**** GIVEN DATA ****

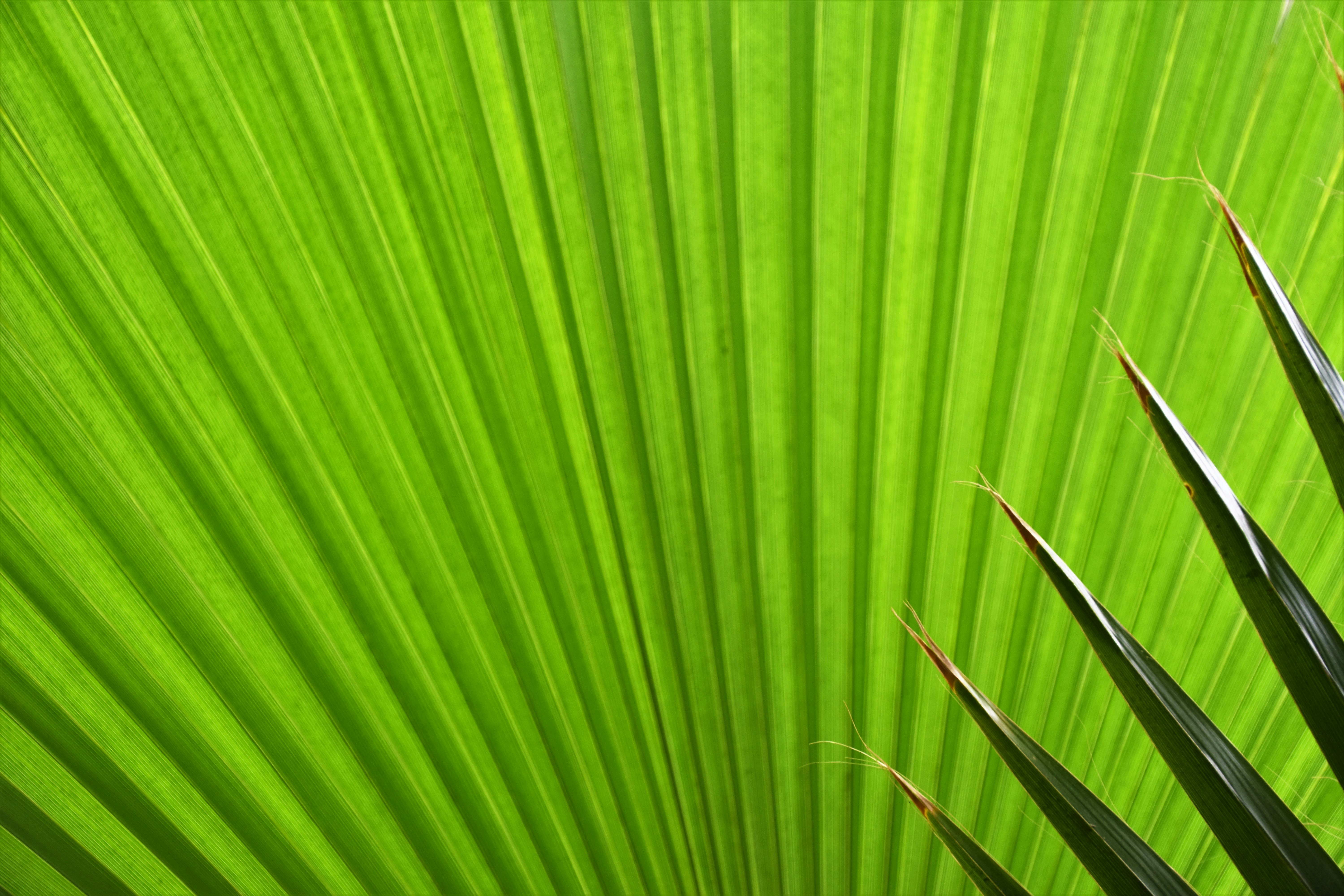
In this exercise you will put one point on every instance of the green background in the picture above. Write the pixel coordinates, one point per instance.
(479, 448)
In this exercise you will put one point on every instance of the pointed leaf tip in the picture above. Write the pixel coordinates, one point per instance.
(921, 803)
(1027, 534)
(950, 672)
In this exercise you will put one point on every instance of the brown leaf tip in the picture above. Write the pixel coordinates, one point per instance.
(1029, 536)
(1135, 378)
(950, 672)
(921, 803)
(1237, 234)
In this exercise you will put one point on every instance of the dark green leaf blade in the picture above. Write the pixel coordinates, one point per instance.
(1118, 859)
(984, 871)
(1315, 381)
(1269, 846)
(1302, 640)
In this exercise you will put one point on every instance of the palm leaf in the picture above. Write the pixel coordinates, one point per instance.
(1272, 848)
(984, 872)
(1318, 385)
(1118, 859)
(1302, 640)
(474, 448)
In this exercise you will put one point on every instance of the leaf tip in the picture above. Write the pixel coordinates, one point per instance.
(950, 672)
(921, 803)
(1027, 534)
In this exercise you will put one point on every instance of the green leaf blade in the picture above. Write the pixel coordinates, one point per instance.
(984, 871)
(1302, 640)
(1318, 385)
(1269, 846)
(1109, 850)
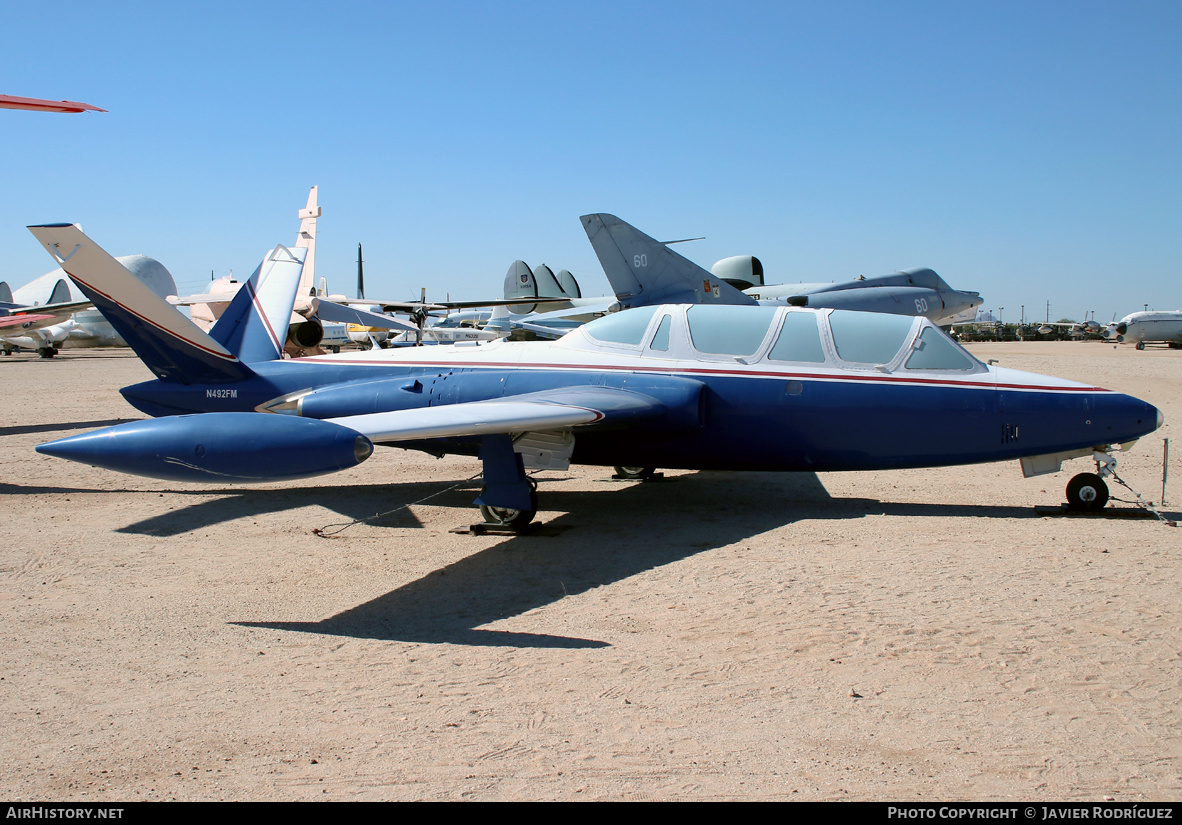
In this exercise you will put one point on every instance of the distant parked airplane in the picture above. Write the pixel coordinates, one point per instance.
(1148, 327)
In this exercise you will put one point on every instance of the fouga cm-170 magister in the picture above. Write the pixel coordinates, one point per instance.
(693, 387)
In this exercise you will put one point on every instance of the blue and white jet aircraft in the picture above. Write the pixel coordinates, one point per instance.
(706, 387)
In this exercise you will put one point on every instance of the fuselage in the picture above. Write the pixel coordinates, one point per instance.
(1141, 327)
(745, 388)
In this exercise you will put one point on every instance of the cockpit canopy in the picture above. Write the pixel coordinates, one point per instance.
(836, 338)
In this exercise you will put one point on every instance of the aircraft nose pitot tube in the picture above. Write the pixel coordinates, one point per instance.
(219, 447)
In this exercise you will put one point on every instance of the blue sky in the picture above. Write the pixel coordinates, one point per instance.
(1027, 150)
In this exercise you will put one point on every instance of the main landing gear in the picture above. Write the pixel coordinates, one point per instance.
(508, 498)
(635, 473)
(1088, 492)
(508, 517)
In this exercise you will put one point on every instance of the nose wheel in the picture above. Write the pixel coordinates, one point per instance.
(1086, 493)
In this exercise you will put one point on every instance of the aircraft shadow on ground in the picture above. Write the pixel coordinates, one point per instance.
(608, 541)
(354, 502)
(56, 428)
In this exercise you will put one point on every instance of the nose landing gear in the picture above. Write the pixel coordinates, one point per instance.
(1088, 492)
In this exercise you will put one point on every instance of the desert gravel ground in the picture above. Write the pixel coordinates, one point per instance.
(913, 635)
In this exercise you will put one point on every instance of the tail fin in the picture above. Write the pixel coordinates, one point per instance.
(254, 325)
(643, 271)
(306, 240)
(168, 343)
(361, 274)
(60, 293)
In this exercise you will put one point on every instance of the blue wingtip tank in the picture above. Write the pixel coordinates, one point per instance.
(223, 447)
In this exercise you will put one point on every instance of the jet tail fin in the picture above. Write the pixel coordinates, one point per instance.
(169, 344)
(254, 325)
(643, 271)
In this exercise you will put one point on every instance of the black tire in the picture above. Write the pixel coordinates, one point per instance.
(507, 517)
(637, 473)
(1088, 493)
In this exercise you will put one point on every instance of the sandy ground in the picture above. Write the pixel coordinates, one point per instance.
(910, 635)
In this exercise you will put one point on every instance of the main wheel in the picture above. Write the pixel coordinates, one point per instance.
(637, 473)
(507, 517)
(1086, 492)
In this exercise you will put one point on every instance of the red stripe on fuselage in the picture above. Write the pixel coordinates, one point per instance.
(702, 370)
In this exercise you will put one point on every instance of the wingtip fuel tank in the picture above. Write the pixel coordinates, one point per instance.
(228, 447)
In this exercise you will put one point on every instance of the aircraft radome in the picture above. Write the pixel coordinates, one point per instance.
(693, 387)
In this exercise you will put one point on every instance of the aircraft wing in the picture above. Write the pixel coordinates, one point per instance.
(37, 317)
(546, 410)
(38, 104)
(25, 320)
(341, 313)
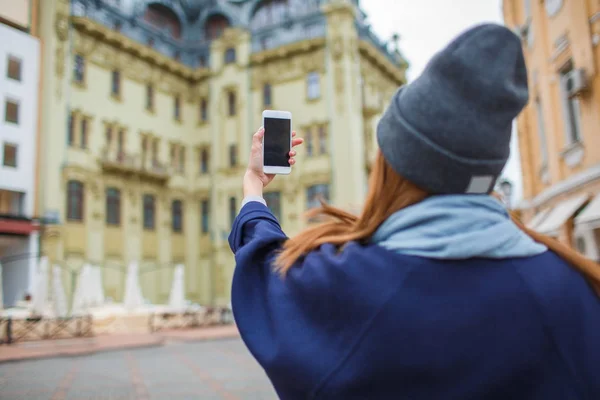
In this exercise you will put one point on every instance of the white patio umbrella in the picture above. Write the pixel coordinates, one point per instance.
(1, 292)
(81, 297)
(97, 298)
(133, 292)
(59, 298)
(177, 294)
(39, 299)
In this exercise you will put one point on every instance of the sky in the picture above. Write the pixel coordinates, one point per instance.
(425, 27)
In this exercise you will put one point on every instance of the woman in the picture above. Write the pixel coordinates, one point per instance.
(432, 292)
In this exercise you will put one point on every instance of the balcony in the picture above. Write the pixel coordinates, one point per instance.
(133, 165)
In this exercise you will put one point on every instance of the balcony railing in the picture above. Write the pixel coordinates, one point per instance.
(145, 167)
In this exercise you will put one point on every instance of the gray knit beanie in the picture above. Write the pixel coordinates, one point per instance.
(449, 130)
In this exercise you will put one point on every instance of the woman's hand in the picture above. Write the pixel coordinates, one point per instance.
(255, 179)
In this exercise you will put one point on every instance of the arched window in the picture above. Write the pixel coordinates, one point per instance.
(74, 201)
(267, 95)
(162, 17)
(177, 216)
(149, 211)
(230, 56)
(215, 25)
(269, 12)
(113, 206)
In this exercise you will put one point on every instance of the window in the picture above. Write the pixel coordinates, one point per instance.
(313, 84)
(215, 26)
(231, 103)
(121, 142)
(84, 133)
(205, 216)
(144, 150)
(11, 111)
(229, 56)
(232, 209)
(314, 194)
(75, 201)
(12, 202)
(164, 19)
(527, 10)
(181, 159)
(266, 42)
(267, 95)
(177, 107)
(271, 12)
(232, 155)
(10, 155)
(204, 160)
(79, 69)
(322, 140)
(177, 216)
(541, 131)
(71, 130)
(571, 106)
(308, 143)
(149, 211)
(154, 152)
(203, 110)
(116, 84)
(113, 206)
(173, 155)
(149, 97)
(273, 200)
(13, 68)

****

-- GOAL OF THE EXERCISE --
Once the pictures are set aside, the remaining data must be transcribed exactly.

-- ANSWER TO THIS EXERCISE --
In this exercise you will put one point on every instance of the green background in the picture above. Write the pixel coordinates, one point per instance.
(479, 448)
In this exercise you will put one point on every instance of the pointed leaf tip in the picture above. Write the pixel coordinates, one point per instance.
(921, 803)
(1027, 534)
(950, 672)
In this exercise you will put one point on every instance of the brown leaf tip in the picture above. Write the pixel coordinates, one point per instance.
(1029, 536)
(1135, 378)
(950, 672)
(921, 803)
(1237, 234)
In this exercise you will put one point on every instance of the dark green leaf blade in the picture above. Write the pixel coordinates, one point per instance.
(1118, 859)
(984, 871)
(1315, 381)
(1269, 846)
(1302, 640)
In this exercise you will put one point on every instance of the palm leaf in the picture above. Write the pixel coordinates, one point per instance.
(1272, 848)
(984, 872)
(1318, 385)
(1118, 859)
(1302, 640)
(474, 448)
In this exercise you will put one point on every instance of the leaf tip in the picture above. Write the pixel coordinates, one point per instance.
(950, 672)
(921, 803)
(1027, 534)
In this exercise you will put one point on every instance of the green leaf blade in the picture above. Write the pixel coordinates, one point per instance.
(984, 871)
(1302, 640)
(1318, 385)
(1269, 846)
(1109, 850)
In this exercise you will put one point on every instance of the distant parked airplane in the picture above. Write the pixel coordinates, one point per instance.
(1148, 327)
In this exercise you will put one point on every instance of the fouga cm-170 magister in the picture above. Write the pixel coordinates, one point per instance.
(693, 387)
In this exercise you will put one point on every instance of the blue and white jet aircraft in the picture above. Write the pixel coordinates, one point per instance.
(706, 387)
In this exercise you will put one point on every instance of the fuselage in the picture above. Write the pixel coordinates, one point per instance.
(1141, 327)
(745, 388)
In this exercise you will put one point on every instance of the cockpit canopy in the picture above. Write the pixel coordinates, one point per instance.
(836, 338)
In this exercise you will put one point on every instance of the aircraft nose pitot tube in the picture above. Write the pixel coordinates, one point per instance.
(219, 447)
In this exercise you will put one point on every instance of the blue sky in the picture above. Write the pixel coordinates, one point per instance.
(1027, 150)
In this exercise you will put one point on every instance of the main landing gear in the picture above. Write the pixel coordinates, one point per instance.
(508, 498)
(635, 473)
(1088, 492)
(508, 517)
In this exercise you will put one point on every instance of the nose wheel in the picture above. Write the pixel coordinates, one point per instance.
(1086, 493)
In this exercise you will put one point on every instance of the aircraft shadow on ground in the picture above. Write the pixel coordinates, one point per instance.
(608, 541)
(354, 502)
(56, 428)
In this exercise you will put one point on every instance of the nose landing gear in the picture above. Write the pixel coordinates, one point per instance.
(1088, 492)
In this exercise you will put one point on every instance of the desert gravel ground in the picture above. Write the pixel coordinates, one point per instance.
(913, 635)
In this exercise you will put one point on every instance of the tail fin in the picture above. Write the pixel coordinates, one point per instance.
(254, 325)
(643, 271)
(306, 240)
(168, 343)
(361, 274)
(60, 293)
In this exercise you will put one point on every instance of the blue wingtip tank in the picture above. Write the pixel coordinates, one point per instance.
(223, 447)
In this exercise you will put one point on every instance of the jet tail fin in the picture above. Write the pixel coordinates, one point per instance.
(169, 344)
(254, 325)
(643, 271)
In this exercise you will put one point on every instance of the black tire in the picture above. Write the pixel coordinates, one point per instance.
(507, 517)
(637, 473)
(1088, 493)
In this exercise you will put one point on every instance of the sandy ground in the picture above. Write the pixel coordinates, one point per instance.
(910, 635)
In this exercise you will put one point on every instance of the main wheel in the picture above. Write the pixel coordinates, one point per instance.
(637, 473)
(507, 517)
(1086, 492)
In this exercise you will put one point on every instance of the red stripe on fuselage in the picture above. Write the pixel coordinates, one point per instance.
(702, 370)
In this exercise you will put one point on every instance of the wingtip fuel tank in the picture above. Write the pixel coordinates, one point per instance.
(228, 447)
In this exercise you will put one point on every instance of the aircraft radome in the picture above. Write the pixel coordinates, one point per instance.
(693, 387)
In this exercise you will put one point on every instance of the aircraft wing in the picture above. Write the pixel coordinates, one point per instance.
(37, 317)
(546, 410)
(38, 104)
(25, 320)
(341, 313)
In this exercise you will put one point on every instance of the white patio umbrella in the picture above. Write the pixel coordinates, one point per instance.
(1, 292)
(81, 297)
(97, 298)
(133, 292)
(59, 298)
(177, 294)
(39, 299)
In this exercise you will put one point on every instance of the sky in the picture above. Write the pixel coordinates, one point per instance.
(425, 27)
In this exercise you will put one point on every instance of the woman in the picture above. Write the pixel coordinates, one point per instance.
(432, 292)
In this exercise you will put one point on every instance of the balcony in the picture above. Write the pixel coordinates, one point per instance.
(133, 165)
In this exercise you will put one point on every instance of the balcony railing in the picture above. Write the pixel coordinates, one point per instance.
(145, 167)
In this exercise you will put one point on every instance of the gray knit beanie in the picture above. Write the pixel coordinates, one point per instance.
(449, 130)
In this exercise you will put one point on every instance of the woman's hand in the picture above. Write the pixel coordinates, one point per instance.
(255, 179)
In this exercise you will put one point on every instance of the arched window in the picture above. Write the pixel coordinates, one point per instance.
(74, 201)
(267, 95)
(162, 17)
(177, 216)
(149, 211)
(230, 56)
(215, 25)
(269, 12)
(113, 206)
In this exercise you will put one point on every instance of the window in the picture above. Write the pixel coordinates, one point per instance.
(313, 84)
(215, 26)
(231, 103)
(121, 142)
(84, 133)
(205, 216)
(144, 150)
(11, 111)
(229, 56)
(232, 209)
(314, 194)
(75, 201)
(12, 202)
(164, 19)
(527, 10)
(181, 159)
(266, 42)
(267, 95)
(177, 107)
(271, 12)
(232, 155)
(10, 155)
(204, 160)
(79, 69)
(322, 140)
(177, 216)
(541, 131)
(71, 130)
(571, 106)
(308, 143)
(149, 211)
(154, 152)
(203, 110)
(116, 84)
(113, 206)
(173, 155)
(149, 97)
(273, 200)
(13, 68)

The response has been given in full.